TASK INSTRUCTIONS - Format all of the data below as a numbered list, skipping any blank lines and leaving the pictures out.

________________________

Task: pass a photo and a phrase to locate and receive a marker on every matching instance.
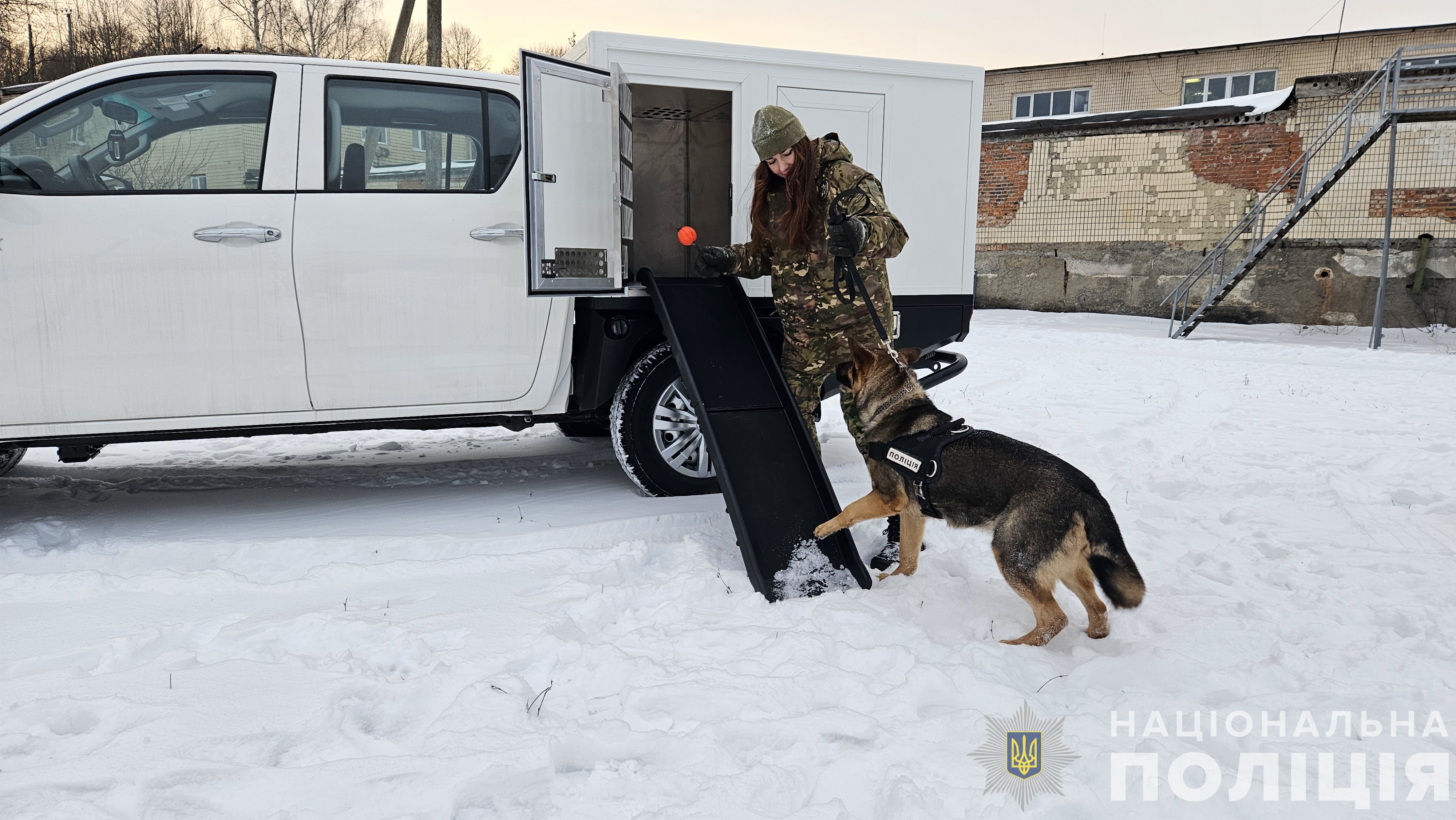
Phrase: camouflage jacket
(804, 280)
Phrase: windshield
(173, 133)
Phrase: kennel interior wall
(915, 126)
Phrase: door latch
(221, 234)
(494, 234)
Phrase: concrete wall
(1155, 81)
(1305, 283)
(1113, 218)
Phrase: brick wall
(1246, 157)
(1155, 81)
(1113, 218)
(1004, 181)
(1439, 203)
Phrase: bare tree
(171, 27)
(106, 33)
(258, 18)
(462, 50)
(550, 49)
(344, 30)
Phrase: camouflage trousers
(810, 356)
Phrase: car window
(391, 136)
(165, 133)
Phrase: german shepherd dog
(1049, 521)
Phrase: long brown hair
(802, 218)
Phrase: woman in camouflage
(793, 243)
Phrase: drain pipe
(1419, 279)
(1378, 328)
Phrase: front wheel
(656, 432)
(11, 458)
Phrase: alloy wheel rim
(679, 439)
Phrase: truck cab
(240, 245)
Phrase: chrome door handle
(493, 234)
(221, 234)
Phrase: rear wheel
(656, 433)
(11, 458)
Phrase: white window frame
(1228, 85)
(1072, 103)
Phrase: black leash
(847, 275)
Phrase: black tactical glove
(713, 263)
(847, 238)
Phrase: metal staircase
(1416, 84)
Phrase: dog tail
(1115, 569)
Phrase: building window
(1053, 104)
(1225, 87)
(1439, 62)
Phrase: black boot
(890, 556)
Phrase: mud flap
(772, 480)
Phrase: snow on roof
(1253, 104)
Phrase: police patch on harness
(918, 457)
(903, 460)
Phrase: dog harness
(918, 457)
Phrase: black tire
(654, 388)
(585, 429)
(11, 458)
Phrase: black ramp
(771, 477)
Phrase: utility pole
(433, 34)
(397, 49)
(435, 141)
(30, 37)
(71, 40)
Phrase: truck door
(857, 117)
(574, 152)
(146, 270)
(410, 241)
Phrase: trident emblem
(1024, 754)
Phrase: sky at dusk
(994, 36)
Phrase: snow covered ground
(480, 624)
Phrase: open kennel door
(573, 192)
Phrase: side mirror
(119, 111)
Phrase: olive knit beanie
(775, 130)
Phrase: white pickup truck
(242, 245)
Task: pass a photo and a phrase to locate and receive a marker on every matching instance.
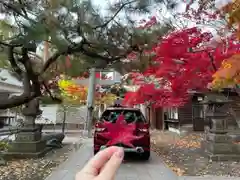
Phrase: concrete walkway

________________________

COMPLETE RESPONSE -
1. Task: pass a photo and a phrase to locate and receive a marker on every matching instance.
2. Phrase: camouflage jacket
3. (804, 280)
4. Phrase: windshield
5. (173, 133)
6. Phrase: kennel interior wall
7. (915, 126)
8. Phrase: door latch
9. (221, 234)
10. (494, 234)
11. Phrase: concrete wall
12. (1155, 81)
13. (1305, 283)
14. (1113, 218)
15. Phrase: brick wall
16. (1246, 157)
17. (1155, 81)
18. (1113, 218)
19. (1004, 181)
20. (1439, 203)
21. Phrase: bare tree
22. (171, 27)
23. (106, 33)
24. (258, 18)
25. (462, 50)
26. (550, 49)
27. (344, 30)
28. Phrase: camouflage trousers
29. (810, 356)
30. Phrase: car window
31. (391, 136)
32. (165, 133)
33. Phrase: german shepherd dog
34. (1049, 521)
35. Phrase: long brown hair
36. (802, 218)
37. Phrase: woman in camouflage
38. (793, 243)
39. Phrase: drain pipe
40. (1419, 279)
41. (1378, 328)
42. Phrase: front wheel
43. (656, 432)
44. (11, 458)
45. Phrase: alloy wheel rim
46. (679, 439)
47. Phrase: truck cab
48. (240, 245)
49. Phrase: chrome door handle
50. (493, 234)
51. (221, 234)
52. Phrase: rear wheel
53. (656, 433)
54. (11, 458)
55. Phrase: white window frame
56. (1228, 85)
57. (1072, 103)
58. Phrase: black leash
59. (847, 275)
60. Phrase: black tactical glove
61. (713, 263)
62. (847, 238)
63. Phrase: metal staircase
64. (1416, 84)
65. Phrase: dog tail
66. (1115, 569)
67. Phrase: building window
68. (1053, 104)
69. (1225, 87)
70. (1439, 62)
71. Phrase: black boot
72. (890, 556)
73. Phrase: mud flap
74. (772, 480)
75. Phrase: snow on roof
76. (1253, 104)
77. Phrase: police patch on harness
78. (918, 457)
79. (903, 460)
80. Phrase: dog harness
81. (918, 457)
82. Phrase: black tire
83. (654, 388)
84. (585, 429)
85. (11, 458)
86. Phrase: black ramp
87. (771, 477)
88. Phrase: utility pole
89. (433, 34)
90. (397, 49)
91. (435, 141)
92. (30, 37)
93. (71, 40)
94. Phrase: truck door
95. (857, 117)
96. (574, 152)
97. (146, 270)
98. (410, 241)
99. Phrase: trident emblem
100. (1024, 754)
101. Phrase: sky at dusk
102. (994, 36)
103. Phrase: snow covered ground
104. (480, 624)
105. Phrase: open kennel door
106. (573, 192)
107. Phrase: side mirror
108. (119, 111)
109. Phrase: olive knit beanie
110. (775, 130)
111. Phrase: white pickup truck
112. (242, 245)
113. Task: pass a photo and a phrase to locate and receive a marker on every matching instance.
114. Phrase: concrete walkway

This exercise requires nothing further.